## Exercise inputs
Start
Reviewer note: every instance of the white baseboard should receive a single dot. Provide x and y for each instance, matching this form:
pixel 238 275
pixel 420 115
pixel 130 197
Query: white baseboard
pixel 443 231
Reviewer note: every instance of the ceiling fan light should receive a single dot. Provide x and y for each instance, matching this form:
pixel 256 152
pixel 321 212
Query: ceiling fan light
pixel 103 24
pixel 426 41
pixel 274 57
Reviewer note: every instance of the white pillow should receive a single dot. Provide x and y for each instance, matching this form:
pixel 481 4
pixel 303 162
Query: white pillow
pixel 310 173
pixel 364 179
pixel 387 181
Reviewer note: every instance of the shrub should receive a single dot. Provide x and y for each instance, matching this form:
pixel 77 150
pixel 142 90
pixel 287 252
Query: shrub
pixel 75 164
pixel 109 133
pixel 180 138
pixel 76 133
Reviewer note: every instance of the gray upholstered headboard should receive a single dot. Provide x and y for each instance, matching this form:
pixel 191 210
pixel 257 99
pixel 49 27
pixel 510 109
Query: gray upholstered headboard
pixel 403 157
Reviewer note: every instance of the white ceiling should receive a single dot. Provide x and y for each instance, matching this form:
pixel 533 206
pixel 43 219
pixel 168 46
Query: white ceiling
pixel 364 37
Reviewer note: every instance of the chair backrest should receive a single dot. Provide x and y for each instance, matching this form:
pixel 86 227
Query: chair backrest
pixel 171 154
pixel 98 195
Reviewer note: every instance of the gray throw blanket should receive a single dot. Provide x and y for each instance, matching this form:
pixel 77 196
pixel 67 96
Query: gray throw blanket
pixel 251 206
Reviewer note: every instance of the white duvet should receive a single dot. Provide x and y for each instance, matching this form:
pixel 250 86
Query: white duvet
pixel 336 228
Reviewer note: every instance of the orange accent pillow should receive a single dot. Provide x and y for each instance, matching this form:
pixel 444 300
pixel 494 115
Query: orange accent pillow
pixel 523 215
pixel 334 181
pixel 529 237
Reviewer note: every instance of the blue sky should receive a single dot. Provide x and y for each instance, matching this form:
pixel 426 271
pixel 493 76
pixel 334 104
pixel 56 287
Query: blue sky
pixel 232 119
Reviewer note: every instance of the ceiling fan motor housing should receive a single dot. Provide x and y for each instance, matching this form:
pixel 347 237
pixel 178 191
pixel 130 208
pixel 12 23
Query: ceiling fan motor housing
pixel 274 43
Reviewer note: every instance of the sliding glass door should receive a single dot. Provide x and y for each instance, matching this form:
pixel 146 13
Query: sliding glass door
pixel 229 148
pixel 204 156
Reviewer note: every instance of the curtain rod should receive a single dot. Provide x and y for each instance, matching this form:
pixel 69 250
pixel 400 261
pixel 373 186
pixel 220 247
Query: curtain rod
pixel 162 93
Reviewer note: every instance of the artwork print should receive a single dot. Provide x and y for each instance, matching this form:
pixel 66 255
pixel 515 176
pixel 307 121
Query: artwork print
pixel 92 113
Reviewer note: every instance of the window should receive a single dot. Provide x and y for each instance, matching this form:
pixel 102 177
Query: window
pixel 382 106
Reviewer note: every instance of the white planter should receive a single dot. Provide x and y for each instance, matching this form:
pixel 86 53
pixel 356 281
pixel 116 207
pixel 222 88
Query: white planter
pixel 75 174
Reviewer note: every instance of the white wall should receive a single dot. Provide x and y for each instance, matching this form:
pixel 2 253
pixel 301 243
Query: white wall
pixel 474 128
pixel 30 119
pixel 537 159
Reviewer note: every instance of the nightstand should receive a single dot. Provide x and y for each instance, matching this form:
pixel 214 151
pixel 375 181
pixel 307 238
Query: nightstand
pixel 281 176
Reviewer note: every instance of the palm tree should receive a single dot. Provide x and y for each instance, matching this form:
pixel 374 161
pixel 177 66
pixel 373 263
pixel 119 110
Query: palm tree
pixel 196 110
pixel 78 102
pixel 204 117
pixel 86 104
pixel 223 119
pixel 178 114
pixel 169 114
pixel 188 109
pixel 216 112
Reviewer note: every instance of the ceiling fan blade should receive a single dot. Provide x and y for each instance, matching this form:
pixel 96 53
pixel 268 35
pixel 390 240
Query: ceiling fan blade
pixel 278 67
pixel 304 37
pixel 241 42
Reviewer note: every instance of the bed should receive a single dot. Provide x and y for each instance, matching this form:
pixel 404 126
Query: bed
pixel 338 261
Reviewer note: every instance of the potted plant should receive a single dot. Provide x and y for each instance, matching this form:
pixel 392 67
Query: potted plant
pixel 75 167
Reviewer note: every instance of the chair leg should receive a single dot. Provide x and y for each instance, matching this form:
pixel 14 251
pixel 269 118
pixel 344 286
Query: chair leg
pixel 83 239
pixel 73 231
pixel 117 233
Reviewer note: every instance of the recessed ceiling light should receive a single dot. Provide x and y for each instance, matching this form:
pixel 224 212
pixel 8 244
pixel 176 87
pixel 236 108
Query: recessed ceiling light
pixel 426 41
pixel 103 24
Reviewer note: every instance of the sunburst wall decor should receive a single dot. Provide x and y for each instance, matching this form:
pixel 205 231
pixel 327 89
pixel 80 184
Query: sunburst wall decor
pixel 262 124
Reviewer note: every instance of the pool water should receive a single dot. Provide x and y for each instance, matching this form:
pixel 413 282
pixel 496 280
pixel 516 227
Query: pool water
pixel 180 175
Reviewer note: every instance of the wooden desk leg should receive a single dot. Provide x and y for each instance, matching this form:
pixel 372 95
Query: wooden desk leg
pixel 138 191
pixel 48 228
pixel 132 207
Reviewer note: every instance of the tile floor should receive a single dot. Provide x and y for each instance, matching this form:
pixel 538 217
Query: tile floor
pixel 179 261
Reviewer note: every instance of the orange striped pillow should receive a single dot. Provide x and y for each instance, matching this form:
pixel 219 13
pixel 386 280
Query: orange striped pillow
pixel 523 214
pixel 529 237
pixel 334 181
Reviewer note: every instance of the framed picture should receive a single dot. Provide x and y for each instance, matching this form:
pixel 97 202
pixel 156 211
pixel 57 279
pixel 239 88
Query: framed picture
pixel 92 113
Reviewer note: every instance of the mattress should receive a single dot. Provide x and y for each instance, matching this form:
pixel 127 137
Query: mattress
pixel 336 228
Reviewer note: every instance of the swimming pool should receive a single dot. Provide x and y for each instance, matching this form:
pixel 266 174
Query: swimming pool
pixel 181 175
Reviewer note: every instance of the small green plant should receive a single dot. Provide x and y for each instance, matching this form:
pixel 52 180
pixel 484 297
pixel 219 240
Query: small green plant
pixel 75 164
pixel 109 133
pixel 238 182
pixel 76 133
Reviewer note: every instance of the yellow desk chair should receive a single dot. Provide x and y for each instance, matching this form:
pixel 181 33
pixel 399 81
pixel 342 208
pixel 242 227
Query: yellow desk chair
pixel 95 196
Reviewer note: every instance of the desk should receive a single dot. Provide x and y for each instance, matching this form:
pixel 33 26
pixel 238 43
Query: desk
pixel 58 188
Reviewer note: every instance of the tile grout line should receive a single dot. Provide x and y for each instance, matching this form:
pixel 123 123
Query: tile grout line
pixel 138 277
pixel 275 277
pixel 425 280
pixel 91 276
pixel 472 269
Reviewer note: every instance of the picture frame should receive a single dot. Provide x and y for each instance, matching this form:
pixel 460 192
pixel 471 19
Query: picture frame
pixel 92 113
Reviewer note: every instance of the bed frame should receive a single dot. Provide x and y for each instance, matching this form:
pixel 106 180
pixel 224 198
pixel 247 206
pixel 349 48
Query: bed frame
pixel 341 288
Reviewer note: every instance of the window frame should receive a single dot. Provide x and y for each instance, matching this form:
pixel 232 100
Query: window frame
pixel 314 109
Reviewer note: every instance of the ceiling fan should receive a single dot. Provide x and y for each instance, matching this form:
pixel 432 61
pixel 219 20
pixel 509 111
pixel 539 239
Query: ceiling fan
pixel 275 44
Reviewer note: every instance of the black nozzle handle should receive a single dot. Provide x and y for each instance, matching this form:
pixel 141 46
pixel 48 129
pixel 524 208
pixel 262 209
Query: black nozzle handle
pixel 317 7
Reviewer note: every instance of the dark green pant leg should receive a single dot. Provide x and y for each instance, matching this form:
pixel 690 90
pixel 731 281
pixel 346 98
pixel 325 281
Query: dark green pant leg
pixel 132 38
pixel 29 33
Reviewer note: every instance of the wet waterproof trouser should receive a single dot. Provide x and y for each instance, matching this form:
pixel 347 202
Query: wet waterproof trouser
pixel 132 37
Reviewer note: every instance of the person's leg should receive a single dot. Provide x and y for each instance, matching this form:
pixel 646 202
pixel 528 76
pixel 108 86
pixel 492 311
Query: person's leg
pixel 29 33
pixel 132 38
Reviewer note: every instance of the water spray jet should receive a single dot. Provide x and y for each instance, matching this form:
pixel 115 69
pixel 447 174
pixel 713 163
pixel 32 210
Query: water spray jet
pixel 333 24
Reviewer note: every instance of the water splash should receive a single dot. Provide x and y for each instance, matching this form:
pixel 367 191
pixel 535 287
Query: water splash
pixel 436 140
End
## Goal
Each line from the one containing "Reviewer note: every instance of the wet" to the final line of the entries above must be returned exactly, and no other line may appear.

## Solution to the problem
Reviewer note: every instance of the wet waterproof trouser should receive a single dot. Provide x and y for each instance, matching this form:
pixel 347 202
Query: wet waterproof trouser
pixel 132 37
Reviewer note: every instance of the person's leg should receive a single dot. Provide x and y for each instance, matching this form:
pixel 646 202
pixel 528 76
pixel 108 86
pixel 492 311
Query: person's leg
pixel 29 33
pixel 132 38
Reviewer note: every instance of the water spray jet should receive a single dot. Provide x and y for each instance, matching this form:
pixel 115 69
pixel 447 174
pixel 713 163
pixel 32 210
Query: water spray jet
pixel 333 24
Reviewer note: every instance of the water splash should receive a single dot. Provide x and y for each instance, matching this form:
pixel 367 191
pixel 535 287
Query: water splash
pixel 436 140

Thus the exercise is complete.